Exercise text:

Enrolling for health insurance can be confusing. Experts say check for mental care coverage first
Open enrollment on the marketplace ends Jan. 15. Before you sign up you might want to review policies carefully, especially for mental health coverage. GPB’s Ellen Eldridge reports.
The deadline to apply for health insurance through the marketplaces created by the Affordable Care Act, also known as Obamacare, is fast approaching.
Georgians who don’t yet have a plan for insurance can sign up at Healthcare.gov by Jan. 15 to have coverage effective Feb. 1. After that, only people with qualifying life events will be allowed to change or start a new plan.
When thinking about the best plan for you or your family, mental health coverage is crucial to explore, said Brett Shrewsbury, the chief operating officer with Meru Health, a provider of online mental health services.
“The future well-being of our country depends on how we support and invest in the next generation.”
Before the COVID-19 pandemic, mental health challenges were the leading cause of disability and poor life outcomes in young people, with up to 1 in 5 children ages 3 to 17 in the U.S. having a mental, emotional, developmental or behavioral disorder.
U.S. Surgeon General Dr. Vivek Murthy earlier this month issued an advisory to highlight the urgent need to address the nation’s youth mental health crisis.
“The COVID-19 pandemic further altered their experiences at home, school, and in the community, and the effect on their mental health has been devastating,” Murthy said. “The future well-being of our country depends on how we support and invest in the next generation.”

Data under study:
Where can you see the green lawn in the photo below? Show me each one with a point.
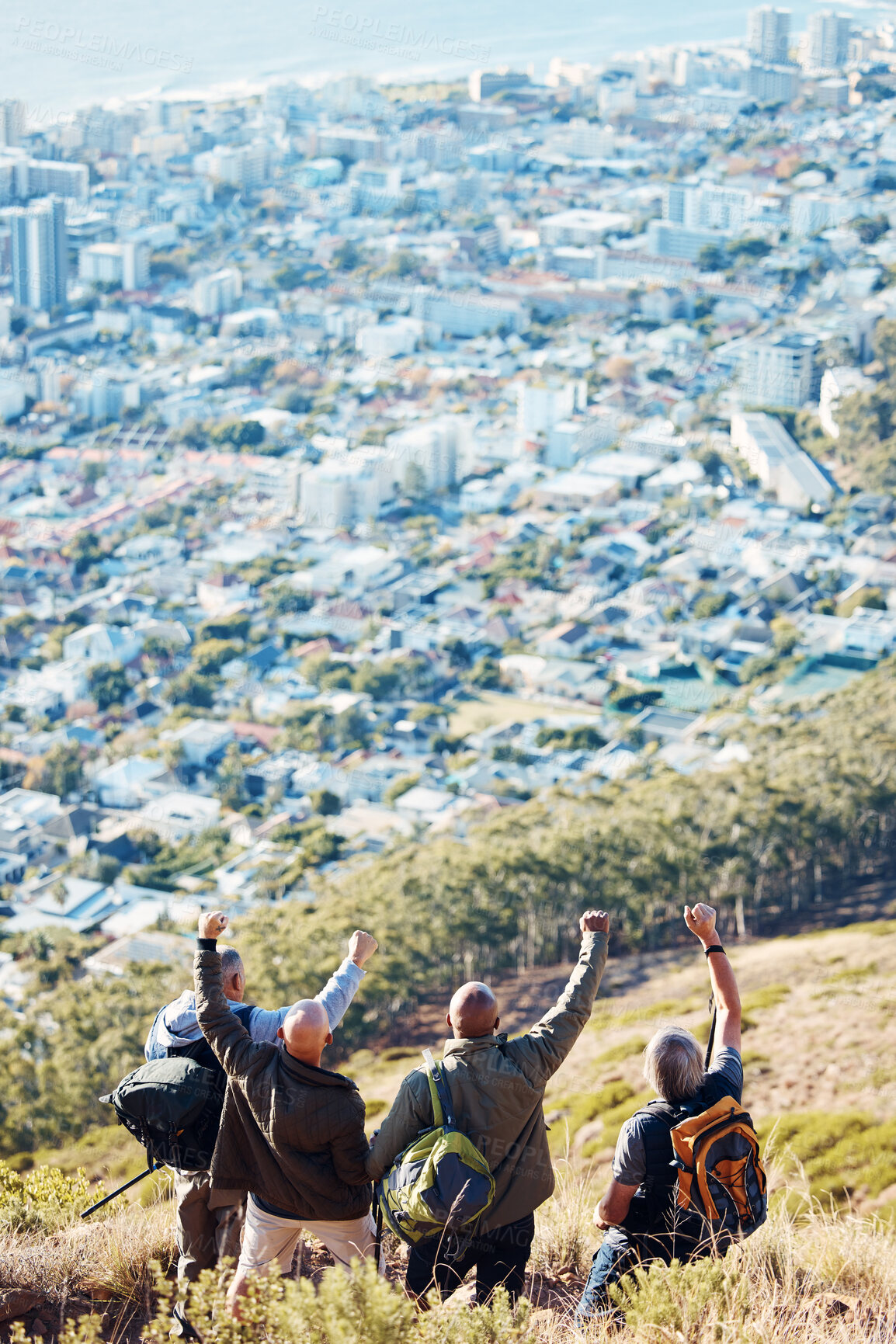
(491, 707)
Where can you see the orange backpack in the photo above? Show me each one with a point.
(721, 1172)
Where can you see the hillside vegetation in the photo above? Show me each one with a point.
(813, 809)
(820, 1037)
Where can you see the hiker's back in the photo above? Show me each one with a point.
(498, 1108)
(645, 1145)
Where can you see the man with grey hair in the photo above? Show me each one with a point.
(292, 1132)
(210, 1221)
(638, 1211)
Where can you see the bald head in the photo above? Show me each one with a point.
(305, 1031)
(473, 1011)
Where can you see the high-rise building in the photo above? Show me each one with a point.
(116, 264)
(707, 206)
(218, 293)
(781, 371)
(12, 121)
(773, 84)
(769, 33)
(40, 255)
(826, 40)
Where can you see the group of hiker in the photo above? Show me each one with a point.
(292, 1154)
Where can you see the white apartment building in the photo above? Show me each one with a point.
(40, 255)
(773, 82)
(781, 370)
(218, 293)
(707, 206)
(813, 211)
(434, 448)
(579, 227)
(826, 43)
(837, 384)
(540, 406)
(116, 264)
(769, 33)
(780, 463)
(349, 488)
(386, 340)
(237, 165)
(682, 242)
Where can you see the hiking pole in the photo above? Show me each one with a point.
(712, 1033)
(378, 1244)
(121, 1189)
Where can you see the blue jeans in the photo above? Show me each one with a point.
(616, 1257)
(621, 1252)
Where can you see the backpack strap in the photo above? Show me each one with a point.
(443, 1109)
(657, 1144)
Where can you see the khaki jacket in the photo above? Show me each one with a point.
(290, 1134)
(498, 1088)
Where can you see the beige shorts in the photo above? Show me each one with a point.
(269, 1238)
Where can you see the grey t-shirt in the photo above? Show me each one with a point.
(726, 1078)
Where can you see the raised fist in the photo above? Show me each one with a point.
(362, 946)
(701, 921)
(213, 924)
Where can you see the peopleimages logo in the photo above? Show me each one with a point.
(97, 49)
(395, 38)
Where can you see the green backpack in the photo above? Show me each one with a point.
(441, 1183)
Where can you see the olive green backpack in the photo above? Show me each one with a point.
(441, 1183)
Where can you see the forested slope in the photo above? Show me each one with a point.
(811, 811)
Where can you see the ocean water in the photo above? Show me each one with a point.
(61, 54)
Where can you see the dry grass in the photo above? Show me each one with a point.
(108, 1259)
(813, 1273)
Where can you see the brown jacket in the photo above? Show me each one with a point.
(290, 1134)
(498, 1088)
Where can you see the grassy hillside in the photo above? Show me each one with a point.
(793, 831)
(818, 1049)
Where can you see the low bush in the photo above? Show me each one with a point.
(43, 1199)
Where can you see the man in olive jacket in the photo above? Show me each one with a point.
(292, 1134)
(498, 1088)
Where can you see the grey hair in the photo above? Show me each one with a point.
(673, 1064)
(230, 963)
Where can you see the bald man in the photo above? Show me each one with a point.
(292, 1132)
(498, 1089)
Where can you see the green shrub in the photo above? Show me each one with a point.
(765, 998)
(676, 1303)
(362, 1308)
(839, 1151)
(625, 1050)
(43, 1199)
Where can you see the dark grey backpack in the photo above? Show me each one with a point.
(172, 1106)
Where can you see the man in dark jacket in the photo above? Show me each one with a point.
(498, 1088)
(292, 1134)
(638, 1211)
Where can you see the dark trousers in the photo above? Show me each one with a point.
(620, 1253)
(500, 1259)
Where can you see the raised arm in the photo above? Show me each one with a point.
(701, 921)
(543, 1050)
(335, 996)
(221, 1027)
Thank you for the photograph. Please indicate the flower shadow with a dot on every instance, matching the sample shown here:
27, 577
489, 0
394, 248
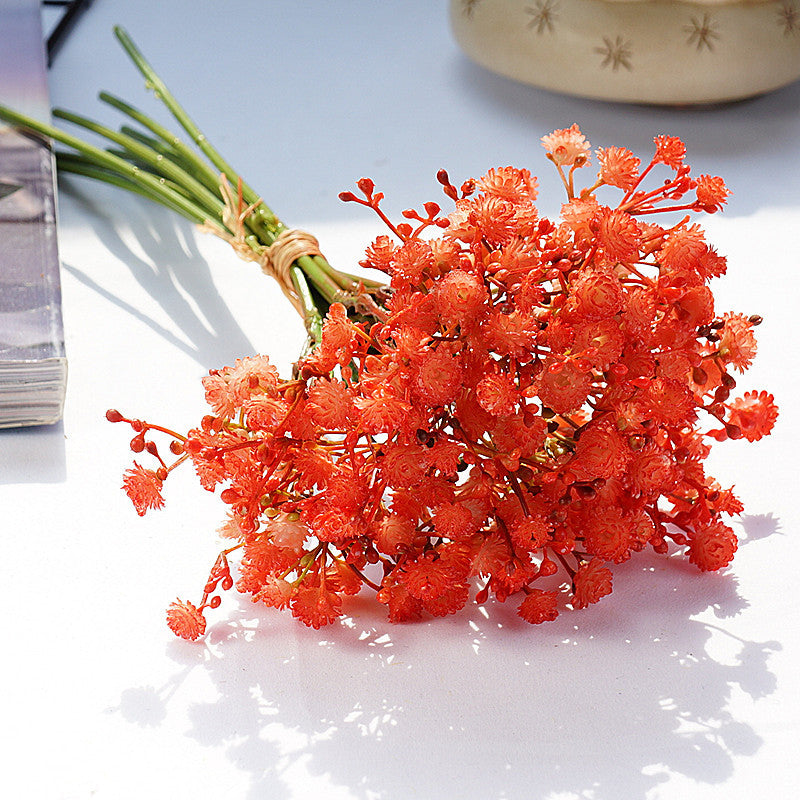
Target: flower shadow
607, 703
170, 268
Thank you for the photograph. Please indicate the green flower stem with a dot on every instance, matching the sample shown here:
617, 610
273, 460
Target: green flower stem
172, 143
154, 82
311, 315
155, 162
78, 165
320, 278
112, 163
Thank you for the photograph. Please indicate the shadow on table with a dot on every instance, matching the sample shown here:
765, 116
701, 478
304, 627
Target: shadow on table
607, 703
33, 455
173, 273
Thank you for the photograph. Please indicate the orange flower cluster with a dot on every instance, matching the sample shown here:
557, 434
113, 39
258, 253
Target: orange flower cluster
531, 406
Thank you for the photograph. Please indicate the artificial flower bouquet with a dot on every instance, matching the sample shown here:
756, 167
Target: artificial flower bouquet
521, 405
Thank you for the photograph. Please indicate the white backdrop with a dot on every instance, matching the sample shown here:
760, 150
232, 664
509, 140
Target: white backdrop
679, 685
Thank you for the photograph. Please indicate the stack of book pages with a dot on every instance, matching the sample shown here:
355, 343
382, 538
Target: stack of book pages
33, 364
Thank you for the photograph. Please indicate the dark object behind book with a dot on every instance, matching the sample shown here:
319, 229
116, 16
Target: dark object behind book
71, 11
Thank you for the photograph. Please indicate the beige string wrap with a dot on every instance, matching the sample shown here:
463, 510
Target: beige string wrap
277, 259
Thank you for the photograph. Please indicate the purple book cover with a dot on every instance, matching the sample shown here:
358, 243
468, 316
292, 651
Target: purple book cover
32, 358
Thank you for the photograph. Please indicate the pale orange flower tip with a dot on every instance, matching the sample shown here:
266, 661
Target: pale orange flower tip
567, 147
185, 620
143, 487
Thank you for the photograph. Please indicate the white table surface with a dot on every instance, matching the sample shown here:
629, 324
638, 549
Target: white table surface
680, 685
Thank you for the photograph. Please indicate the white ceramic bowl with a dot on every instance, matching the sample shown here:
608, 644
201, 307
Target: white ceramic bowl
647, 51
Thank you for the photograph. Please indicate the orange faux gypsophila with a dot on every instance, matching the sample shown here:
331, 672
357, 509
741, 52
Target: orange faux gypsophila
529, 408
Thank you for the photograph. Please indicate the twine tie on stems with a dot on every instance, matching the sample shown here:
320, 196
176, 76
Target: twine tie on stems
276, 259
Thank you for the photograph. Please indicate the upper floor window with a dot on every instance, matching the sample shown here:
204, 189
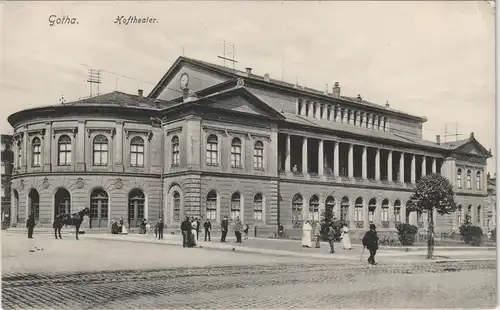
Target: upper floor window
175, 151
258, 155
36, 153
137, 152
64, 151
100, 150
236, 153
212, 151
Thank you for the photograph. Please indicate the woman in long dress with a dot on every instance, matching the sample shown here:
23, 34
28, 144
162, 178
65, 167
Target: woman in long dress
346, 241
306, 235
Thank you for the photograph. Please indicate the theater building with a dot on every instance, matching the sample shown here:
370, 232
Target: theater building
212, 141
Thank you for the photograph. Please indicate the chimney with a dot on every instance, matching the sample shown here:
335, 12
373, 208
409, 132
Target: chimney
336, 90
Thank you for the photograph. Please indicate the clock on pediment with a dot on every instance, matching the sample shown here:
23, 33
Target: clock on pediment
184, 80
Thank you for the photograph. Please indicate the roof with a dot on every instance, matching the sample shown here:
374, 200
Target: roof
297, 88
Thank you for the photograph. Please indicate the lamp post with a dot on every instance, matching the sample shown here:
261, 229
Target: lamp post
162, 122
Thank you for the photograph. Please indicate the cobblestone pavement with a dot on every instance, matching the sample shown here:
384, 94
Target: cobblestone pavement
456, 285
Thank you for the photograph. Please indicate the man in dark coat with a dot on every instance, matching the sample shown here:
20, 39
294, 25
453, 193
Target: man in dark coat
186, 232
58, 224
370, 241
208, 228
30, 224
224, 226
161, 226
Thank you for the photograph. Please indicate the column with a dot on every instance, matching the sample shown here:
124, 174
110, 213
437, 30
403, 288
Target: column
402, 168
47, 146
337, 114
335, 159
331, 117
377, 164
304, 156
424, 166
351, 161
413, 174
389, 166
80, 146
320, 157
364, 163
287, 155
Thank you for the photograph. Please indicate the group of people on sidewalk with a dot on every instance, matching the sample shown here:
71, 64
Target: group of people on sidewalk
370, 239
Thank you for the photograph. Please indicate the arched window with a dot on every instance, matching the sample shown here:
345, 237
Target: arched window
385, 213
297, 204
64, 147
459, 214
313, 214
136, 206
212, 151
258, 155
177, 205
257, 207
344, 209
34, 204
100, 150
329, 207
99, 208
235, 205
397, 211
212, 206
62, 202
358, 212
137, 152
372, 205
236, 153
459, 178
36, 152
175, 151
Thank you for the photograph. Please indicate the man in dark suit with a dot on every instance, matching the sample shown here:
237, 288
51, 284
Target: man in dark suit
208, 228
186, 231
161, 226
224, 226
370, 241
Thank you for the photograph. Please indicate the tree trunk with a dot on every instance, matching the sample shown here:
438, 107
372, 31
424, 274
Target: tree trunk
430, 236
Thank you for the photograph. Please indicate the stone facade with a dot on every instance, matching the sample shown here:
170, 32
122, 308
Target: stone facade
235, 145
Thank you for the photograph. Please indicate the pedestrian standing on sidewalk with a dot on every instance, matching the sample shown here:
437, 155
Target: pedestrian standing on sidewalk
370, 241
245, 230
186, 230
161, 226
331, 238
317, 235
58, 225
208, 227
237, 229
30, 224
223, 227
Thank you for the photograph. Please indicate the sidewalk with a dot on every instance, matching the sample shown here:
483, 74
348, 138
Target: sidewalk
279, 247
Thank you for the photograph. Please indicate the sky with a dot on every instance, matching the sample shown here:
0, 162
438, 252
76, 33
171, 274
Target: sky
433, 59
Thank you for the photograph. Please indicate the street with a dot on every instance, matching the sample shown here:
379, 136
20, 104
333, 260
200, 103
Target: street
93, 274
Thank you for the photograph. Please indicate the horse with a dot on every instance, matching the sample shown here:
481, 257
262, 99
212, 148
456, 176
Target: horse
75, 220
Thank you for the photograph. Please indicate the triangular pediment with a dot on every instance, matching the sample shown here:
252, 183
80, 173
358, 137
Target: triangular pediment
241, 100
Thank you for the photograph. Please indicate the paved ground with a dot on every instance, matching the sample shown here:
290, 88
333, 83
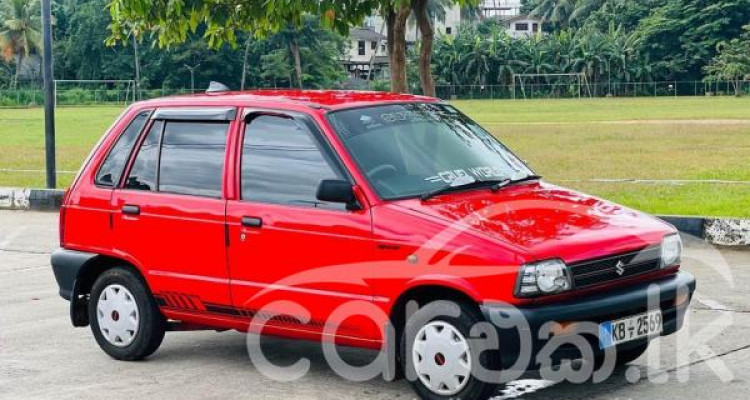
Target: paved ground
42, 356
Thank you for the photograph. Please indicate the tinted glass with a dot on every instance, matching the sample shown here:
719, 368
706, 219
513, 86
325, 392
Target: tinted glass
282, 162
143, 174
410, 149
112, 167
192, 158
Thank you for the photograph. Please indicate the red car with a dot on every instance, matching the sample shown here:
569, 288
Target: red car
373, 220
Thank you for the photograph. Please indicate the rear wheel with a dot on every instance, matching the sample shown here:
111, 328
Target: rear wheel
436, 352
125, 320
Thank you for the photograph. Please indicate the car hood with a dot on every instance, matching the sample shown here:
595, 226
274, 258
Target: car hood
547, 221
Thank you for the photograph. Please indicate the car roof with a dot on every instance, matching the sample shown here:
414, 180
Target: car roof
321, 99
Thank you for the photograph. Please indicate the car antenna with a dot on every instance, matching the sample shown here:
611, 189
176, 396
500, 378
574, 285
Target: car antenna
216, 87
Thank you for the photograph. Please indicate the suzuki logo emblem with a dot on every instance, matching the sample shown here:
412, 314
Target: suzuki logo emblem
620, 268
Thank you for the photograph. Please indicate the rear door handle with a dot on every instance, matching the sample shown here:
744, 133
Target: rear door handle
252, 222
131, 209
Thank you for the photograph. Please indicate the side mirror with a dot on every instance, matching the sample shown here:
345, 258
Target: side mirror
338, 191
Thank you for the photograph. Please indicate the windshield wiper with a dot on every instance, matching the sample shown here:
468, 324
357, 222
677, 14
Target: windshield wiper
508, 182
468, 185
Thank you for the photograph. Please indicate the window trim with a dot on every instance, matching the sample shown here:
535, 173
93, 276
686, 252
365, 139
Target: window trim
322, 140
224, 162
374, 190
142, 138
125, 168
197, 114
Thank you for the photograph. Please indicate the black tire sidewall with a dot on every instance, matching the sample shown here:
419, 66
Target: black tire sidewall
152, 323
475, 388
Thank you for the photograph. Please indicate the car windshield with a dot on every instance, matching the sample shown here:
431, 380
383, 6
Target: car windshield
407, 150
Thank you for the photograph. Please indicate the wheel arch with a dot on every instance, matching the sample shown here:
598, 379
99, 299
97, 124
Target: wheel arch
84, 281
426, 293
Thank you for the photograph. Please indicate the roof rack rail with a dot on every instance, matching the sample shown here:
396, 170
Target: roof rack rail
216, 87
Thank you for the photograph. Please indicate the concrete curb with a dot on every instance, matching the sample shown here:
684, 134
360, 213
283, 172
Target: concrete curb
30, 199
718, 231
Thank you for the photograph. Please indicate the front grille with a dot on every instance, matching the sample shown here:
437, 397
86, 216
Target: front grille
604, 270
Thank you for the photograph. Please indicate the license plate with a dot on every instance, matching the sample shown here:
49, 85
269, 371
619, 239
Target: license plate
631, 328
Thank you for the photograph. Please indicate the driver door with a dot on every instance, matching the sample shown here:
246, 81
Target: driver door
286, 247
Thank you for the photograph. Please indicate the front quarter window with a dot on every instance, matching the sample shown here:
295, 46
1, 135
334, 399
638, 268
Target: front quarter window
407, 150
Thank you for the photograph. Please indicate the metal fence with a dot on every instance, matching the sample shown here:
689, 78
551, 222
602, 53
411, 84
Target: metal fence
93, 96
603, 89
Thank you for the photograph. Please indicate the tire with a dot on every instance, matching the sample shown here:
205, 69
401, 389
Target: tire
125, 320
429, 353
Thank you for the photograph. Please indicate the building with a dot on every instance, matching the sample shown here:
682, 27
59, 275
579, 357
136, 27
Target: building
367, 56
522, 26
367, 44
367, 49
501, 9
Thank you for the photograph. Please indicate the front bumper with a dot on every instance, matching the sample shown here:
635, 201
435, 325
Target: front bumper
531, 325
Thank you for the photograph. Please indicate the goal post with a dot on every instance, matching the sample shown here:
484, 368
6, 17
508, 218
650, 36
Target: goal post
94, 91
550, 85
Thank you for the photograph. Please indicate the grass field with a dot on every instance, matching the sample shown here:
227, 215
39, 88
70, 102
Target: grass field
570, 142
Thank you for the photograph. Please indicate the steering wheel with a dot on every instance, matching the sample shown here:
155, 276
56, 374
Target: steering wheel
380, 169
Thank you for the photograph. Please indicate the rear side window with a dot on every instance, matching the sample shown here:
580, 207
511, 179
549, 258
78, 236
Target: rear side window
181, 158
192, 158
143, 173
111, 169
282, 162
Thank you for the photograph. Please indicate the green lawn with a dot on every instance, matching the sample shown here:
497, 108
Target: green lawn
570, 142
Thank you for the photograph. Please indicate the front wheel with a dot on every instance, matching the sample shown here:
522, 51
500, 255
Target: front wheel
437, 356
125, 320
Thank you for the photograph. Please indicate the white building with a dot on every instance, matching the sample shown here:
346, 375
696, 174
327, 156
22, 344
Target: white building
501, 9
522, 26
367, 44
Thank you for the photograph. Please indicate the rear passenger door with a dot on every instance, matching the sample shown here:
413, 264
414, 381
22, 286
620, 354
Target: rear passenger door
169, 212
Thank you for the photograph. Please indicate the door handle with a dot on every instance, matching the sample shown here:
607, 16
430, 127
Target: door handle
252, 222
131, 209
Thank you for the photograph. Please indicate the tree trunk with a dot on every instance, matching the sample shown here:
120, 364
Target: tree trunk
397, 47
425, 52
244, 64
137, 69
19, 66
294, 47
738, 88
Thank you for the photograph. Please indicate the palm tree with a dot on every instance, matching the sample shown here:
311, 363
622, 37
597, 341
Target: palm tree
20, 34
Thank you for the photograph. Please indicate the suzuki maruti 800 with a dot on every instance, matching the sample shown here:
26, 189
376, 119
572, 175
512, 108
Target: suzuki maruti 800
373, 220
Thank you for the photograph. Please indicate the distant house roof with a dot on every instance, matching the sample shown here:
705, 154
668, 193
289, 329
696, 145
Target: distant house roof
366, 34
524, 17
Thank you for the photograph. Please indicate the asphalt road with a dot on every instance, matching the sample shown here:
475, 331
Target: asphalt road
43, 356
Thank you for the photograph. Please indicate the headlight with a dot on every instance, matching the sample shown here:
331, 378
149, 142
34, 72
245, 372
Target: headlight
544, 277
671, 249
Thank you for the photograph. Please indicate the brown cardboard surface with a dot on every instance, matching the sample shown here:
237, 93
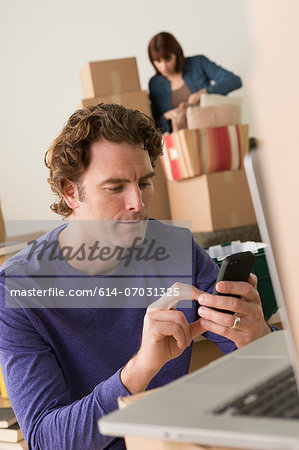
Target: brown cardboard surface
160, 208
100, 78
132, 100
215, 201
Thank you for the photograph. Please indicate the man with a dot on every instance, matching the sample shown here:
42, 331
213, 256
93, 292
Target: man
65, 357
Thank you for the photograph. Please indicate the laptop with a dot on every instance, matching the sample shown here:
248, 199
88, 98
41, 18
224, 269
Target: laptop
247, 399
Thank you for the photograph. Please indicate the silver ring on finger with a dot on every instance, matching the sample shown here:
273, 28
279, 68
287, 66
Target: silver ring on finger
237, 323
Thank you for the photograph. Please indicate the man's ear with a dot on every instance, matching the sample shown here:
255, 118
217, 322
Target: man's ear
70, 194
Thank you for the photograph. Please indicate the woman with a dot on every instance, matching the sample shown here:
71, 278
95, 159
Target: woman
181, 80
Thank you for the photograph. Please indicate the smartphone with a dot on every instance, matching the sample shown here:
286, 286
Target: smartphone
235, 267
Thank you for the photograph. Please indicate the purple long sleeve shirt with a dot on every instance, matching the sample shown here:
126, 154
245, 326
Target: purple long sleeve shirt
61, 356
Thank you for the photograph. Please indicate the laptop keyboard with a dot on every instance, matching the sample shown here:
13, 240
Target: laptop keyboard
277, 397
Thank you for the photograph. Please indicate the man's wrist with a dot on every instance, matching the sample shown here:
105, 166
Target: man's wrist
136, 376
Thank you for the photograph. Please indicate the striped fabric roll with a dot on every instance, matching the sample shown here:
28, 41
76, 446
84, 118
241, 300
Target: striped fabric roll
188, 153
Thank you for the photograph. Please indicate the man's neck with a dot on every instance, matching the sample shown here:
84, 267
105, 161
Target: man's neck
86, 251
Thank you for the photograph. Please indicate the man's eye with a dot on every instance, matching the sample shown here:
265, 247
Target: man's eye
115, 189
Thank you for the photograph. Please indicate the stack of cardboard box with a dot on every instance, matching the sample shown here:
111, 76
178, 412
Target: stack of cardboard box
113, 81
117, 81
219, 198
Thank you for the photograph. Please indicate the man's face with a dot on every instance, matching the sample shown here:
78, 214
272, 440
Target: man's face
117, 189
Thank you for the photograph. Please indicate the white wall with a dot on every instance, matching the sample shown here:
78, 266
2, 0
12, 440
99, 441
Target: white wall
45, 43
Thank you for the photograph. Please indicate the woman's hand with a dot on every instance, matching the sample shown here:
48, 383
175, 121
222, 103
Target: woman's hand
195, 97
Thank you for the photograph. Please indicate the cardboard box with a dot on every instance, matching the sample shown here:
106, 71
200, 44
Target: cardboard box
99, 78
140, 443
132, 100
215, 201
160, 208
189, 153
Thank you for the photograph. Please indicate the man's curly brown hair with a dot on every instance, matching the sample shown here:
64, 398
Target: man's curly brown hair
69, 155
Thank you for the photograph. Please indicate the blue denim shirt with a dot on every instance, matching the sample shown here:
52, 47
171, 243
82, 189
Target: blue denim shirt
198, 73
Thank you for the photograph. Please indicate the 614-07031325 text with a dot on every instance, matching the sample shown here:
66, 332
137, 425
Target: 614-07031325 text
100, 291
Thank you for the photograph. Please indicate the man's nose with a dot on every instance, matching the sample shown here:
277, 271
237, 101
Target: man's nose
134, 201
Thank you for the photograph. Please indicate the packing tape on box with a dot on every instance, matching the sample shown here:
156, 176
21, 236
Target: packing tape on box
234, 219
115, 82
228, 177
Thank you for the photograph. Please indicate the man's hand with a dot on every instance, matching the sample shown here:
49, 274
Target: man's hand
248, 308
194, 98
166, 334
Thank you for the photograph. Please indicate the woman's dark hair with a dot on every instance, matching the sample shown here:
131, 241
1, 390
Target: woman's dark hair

Tasks to carry out:
• a. Summarize the article on health insurance enrollment in two sentences.
• b. Write the next few sentences of the article on health insurance enrollment, picking up after its last sentence.

Answer list:
• a. Open enrollment for health insurance through the Affordable Care Act marketplaces ends Jan. 15, and Georgians who sign up at Healthcare.gov by then will have coverage starting Feb. 1. Brett Shrewsbury of Meru Health said mental health coverage is crucial to explore when choosing a plan, and U.S. Surgeon General Dr. Vivek Murthy issued an advisory earlier this month on the urgent need to address the nation's youth mental health crisis.

• b.
That’s why Shrewsbury said everyone should evaluate a plan’s mental health coverage and provider availability before choosing insurance.
Meru Health works with insurance plans provided by employers as well as plans on the marketplace.
“What we're trying to do at Meru Health is come in and really disrupt not only how mental health is received and trying to make that more convenient and flexible, but also how our providers are delivering mental health care to make it more effective, but also easier for them,” Shrewsbury said.
The Mental Health Parity and Addiction Equity Act of 2008 prevents group health plans and health insurance issuers that provide mental health or substance use disorder benefits from imposing less favorable limitations on those benefits than on medical/surgical benefits.
But despite the federal law, treatment for anxiety, depression and substance use disorders aren’t always covered equally.
Laura Colbert, with Georgians for a Healthy Future, said one clue that parity is not working is how often behavioral health is not covered by Georgia insurance plans. She spoke about mental health parity earlier this year during a town hall meeting hosted by the Georgia Council on Substance Abuse.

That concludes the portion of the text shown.